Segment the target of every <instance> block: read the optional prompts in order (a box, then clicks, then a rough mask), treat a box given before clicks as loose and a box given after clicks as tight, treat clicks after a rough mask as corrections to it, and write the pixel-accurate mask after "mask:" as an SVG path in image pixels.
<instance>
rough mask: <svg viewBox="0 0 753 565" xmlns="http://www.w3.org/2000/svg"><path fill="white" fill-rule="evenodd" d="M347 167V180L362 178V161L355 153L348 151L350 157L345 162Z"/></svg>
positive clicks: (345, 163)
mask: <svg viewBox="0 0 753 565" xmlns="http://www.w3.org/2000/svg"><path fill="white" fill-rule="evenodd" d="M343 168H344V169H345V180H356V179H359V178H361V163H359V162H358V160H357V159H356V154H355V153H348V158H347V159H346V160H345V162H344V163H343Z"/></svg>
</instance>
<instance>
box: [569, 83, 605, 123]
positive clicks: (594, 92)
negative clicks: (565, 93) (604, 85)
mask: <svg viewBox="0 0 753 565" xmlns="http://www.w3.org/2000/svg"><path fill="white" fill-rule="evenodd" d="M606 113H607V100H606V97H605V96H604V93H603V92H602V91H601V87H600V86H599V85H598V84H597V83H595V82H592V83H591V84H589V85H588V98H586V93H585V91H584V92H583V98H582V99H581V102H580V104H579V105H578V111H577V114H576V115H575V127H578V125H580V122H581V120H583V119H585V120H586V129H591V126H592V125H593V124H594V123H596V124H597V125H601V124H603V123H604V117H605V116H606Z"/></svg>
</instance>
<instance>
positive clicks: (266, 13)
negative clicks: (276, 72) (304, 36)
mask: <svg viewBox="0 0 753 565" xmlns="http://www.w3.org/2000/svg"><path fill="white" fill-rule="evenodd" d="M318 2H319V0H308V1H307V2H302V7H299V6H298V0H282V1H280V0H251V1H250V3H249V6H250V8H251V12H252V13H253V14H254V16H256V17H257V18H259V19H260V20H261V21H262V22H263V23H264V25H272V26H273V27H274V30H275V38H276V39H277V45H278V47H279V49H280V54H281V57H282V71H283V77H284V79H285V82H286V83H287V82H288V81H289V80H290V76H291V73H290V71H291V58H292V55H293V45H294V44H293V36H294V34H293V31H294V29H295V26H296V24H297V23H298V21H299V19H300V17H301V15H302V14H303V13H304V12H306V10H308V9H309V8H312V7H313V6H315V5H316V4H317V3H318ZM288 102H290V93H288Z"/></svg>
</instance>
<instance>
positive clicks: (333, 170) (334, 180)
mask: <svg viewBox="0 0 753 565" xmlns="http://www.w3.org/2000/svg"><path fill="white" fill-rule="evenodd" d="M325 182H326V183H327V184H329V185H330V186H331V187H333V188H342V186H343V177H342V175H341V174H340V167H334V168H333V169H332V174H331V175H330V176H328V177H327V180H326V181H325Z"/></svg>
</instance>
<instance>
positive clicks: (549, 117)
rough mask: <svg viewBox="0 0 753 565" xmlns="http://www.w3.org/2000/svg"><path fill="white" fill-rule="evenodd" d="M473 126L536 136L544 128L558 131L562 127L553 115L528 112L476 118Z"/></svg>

▶ [Work item]: Print all of the entries exactly as they appear.

▶ [Solution to this problem]:
Segment the target of every <instance> block: read the optional prompts in order (a box, then clicks, then a rough mask), treat a box given before clicks as loose and a box given after clicks as tight, treat clicks after a rough mask as corrections to it, and write the pixel-accurate mask after "mask:" as an SVG path in image pixels.
<instance>
rough mask: <svg viewBox="0 0 753 565" xmlns="http://www.w3.org/2000/svg"><path fill="white" fill-rule="evenodd" d="M347 167V180L362 178V161L355 153L348 151L350 157L345 162Z"/></svg>
positive clicks: (345, 163)
mask: <svg viewBox="0 0 753 565" xmlns="http://www.w3.org/2000/svg"><path fill="white" fill-rule="evenodd" d="M343 168H344V169H345V180H356V179H359V178H361V163H359V162H358V160H357V159H356V154H355V153H348V158H347V159H346V160H345V162H344V163H343Z"/></svg>
</instance>
<instance>
box: [569, 83, 605, 123]
positive clicks: (594, 92)
negative clicks: (565, 93) (604, 85)
mask: <svg viewBox="0 0 753 565" xmlns="http://www.w3.org/2000/svg"><path fill="white" fill-rule="evenodd" d="M606 113H607V100H606V97H605V96H604V93H603V92H602V91H601V87H600V86H599V85H598V84H597V83H595V82H592V83H591V84H589V85H588V98H586V93H585V91H584V92H583V98H582V99H581V102H580V104H579V105H578V111H577V114H576V115H575V127H578V125H580V122H581V120H583V119H585V120H586V129H591V126H592V125H593V124H594V123H596V124H597V125H601V124H603V123H604V117H605V116H606Z"/></svg>
</instance>
<instance>
positive clicks: (266, 13)
negative clicks: (276, 72) (304, 36)
mask: <svg viewBox="0 0 753 565" xmlns="http://www.w3.org/2000/svg"><path fill="white" fill-rule="evenodd" d="M318 2H319V0H308V1H307V2H302V7H299V6H298V0H282V1H280V0H251V1H250V3H249V6H250V8H251V12H252V13H253V14H254V16H256V17H257V18H259V19H260V20H261V21H262V22H263V23H264V25H272V26H273V27H274V30H275V38H276V39H277V45H278V47H279V49H280V54H281V57H282V71H283V77H284V79H285V82H286V83H287V82H288V81H289V80H290V76H291V73H290V71H291V58H292V55H293V45H294V44H293V36H294V34H293V31H294V29H295V26H296V24H297V23H298V21H299V19H300V17H301V15H302V14H303V13H304V12H306V10H308V9H309V8H312V7H313V6H315V5H316V4H317V3H318ZM288 102H290V93H288Z"/></svg>
</instance>
<instance>
positive clicks: (333, 170) (334, 180)
mask: <svg viewBox="0 0 753 565" xmlns="http://www.w3.org/2000/svg"><path fill="white" fill-rule="evenodd" d="M325 182H326V183H327V184H329V185H330V186H331V187H333V188H342V186H343V177H342V175H341V174H340V167H334V168H333V169H332V174H331V175H330V176H328V177H327V180H326V181H325Z"/></svg>
</instance>
<instance>
positive clicks: (549, 117)
rough mask: <svg viewBox="0 0 753 565" xmlns="http://www.w3.org/2000/svg"><path fill="white" fill-rule="evenodd" d="M473 126L536 136L544 128L558 131L562 127L553 115L528 112L476 118Z"/></svg>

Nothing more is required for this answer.